%%

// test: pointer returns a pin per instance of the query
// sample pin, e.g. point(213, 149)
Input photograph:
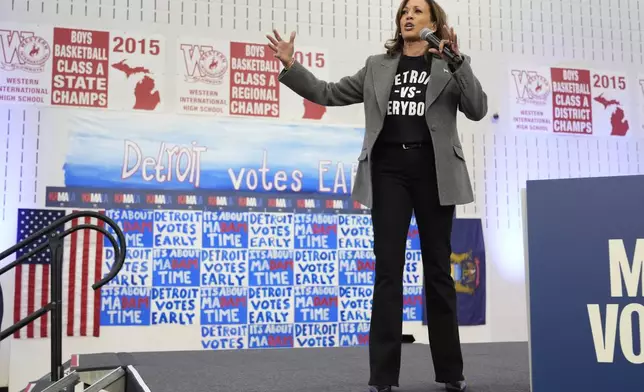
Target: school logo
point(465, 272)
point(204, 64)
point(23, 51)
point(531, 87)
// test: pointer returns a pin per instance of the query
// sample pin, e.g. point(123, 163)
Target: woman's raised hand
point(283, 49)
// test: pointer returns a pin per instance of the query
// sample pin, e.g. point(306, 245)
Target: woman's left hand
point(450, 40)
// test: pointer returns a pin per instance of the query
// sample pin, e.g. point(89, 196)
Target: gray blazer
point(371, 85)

%%
%%

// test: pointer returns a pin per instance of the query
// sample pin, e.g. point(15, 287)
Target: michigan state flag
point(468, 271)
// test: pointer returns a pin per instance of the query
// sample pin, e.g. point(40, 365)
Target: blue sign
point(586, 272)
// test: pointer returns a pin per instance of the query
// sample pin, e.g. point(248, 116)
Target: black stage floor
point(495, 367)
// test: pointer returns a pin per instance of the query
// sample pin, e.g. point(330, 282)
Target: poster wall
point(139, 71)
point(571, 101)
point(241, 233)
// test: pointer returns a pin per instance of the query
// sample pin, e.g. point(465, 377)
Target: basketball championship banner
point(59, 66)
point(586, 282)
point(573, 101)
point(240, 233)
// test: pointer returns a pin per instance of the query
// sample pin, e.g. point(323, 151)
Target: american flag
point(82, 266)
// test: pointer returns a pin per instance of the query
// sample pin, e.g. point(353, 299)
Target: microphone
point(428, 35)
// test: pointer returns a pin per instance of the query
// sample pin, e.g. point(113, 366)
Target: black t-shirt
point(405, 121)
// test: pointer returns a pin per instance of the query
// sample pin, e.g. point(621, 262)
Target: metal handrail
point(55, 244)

%%

→ The request
Please find each line in the data above that contains the string "woman" and copy those lines out in full.

→ Answer
Target: woman's raised hand
Target: woman's left hand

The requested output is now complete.